▶ [Source extract]
⁂

Kathmandu - At least eight people were injured Thursday when
two bombs exploded outside a college in southern Nepal, police said.
The bombs went off as students gathered outside Thakur Ram College
in the town of Birgunj, about 90 kilometres south of Kathmandu.
There were no immediate claims of responsibility for the blasts,
police said.
'The bombs exploded just as students prepared to vote to chose
their representatives in college elections,' the Birgunj police
office said. 'Eight students received shrapnel wounds.'
Birgunj lies in the restive southern Nepalese Terai plains, where
bombings, murders and extortion have become common.
More than two dozen armed groups operate in the area, seeking
greater autonomy and rights for the ethnic Madhesi community. Several
attempts by the government to bring the armed rebel groups together
for peace negotiations have failed.
The blast came as 250,000 students in 170 colleges affiliated with
Nepal's two universities began voting in student union elections,
which are often accompanied by clashes among rival supporters.

⁂

▶ [Data shown]
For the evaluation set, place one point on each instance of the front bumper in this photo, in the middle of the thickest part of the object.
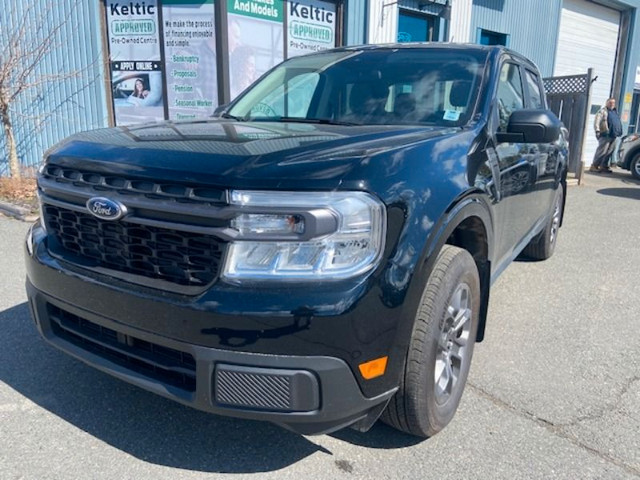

⁂

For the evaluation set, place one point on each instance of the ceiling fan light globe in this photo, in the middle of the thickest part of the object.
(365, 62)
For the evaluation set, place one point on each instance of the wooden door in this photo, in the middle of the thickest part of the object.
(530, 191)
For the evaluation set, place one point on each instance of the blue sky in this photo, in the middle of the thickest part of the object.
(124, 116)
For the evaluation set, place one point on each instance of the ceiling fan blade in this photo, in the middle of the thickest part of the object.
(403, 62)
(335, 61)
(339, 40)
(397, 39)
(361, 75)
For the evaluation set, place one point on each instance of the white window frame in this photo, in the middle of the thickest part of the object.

⁂

▶ [Directions]
a: Reproduce verbatim the part of the Birgunj bombing report that opens with the words "There were no" and closes with "negotiations have failed.".
b: Quote exactly the records from the line containing "of the wooden" through the line containing "of the white", including both of those lines.

▶ [Worked answers]
a:
There were no immediate claims of responsibility for the blasts,
police said.
'The bombs exploded just as students prepared to vote to chose
their representatives in college elections,' the Birgunj police
office said. 'Eight students received shrapnel wounds.'
Birgunj lies in the restive southern Nepalese Terai plains, where
bombings, murders and extortion have become common.
More than two dozen armed groups operate in the area, seeking
greater autonomy and rights for the ethnic Madhesi community. Several
attempts by the government to bring the armed rebel groups together
for peace negotiations have failed.

b:
For the evaluation set, place one point on each instance of the wooden door in this photo, in the middle of the thickest part of the object.
(530, 191)
For the evaluation set, place one point on each instance of the blue sky in this photo, in the middle of the thickest part of the object.
(124, 116)
For the evaluation set, place one point on each instance of the ceiling fan blade in this photo, in the middle of the thickest part of the object.
(403, 62)
(335, 61)
(339, 40)
(397, 39)
(361, 75)
For the evaluation set, place one point on each instance of the white window frame in this photo, in the middle of the thickest part of the object.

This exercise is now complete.